Input:

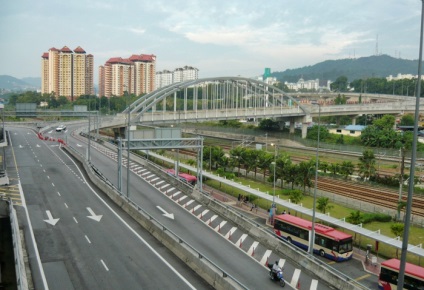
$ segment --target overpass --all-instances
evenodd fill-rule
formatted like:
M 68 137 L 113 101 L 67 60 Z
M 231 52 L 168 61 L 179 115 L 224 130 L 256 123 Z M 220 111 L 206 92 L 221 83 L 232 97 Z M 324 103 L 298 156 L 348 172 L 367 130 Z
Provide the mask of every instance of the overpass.
M 302 136 L 313 117 L 403 114 L 415 111 L 415 97 L 346 93 L 348 104 L 335 105 L 338 94 L 289 94 L 262 81 L 216 77 L 174 83 L 146 94 L 102 127 L 160 125 L 211 120 L 264 119 L 302 123 Z M 424 108 L 424 105 L 423 105 Z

Directions for this task: Restate all entries exactly; pictures stay out.

Task output:
$ segment --target overpass --all-instances
evenodd fill-rule
formatted like:
M 68 137 L 113 101 L 67 60 Z
M 231 52 L 168 61 L 179 115 L 224 130 L 256 123 Z M 220 111 L 206 92 L 221 83 L 232 97 Z M 324 103 L 298 156 L 348 172 L 367 130 Z
Provide the mask of every instance of the overpass.
M 302 136 L 313 117 L 403 114 L 415 111 L 415 97 L 346 93 L 348 104 L 335 105 L 338 94 L 289 94 L 262 81 L 216 77 L 174 83 L 146 94 L 102 127 L 160 125 L 211 120 L 264 119 L 302 123 Z M 424 108 L 424 105 L 423 105 Z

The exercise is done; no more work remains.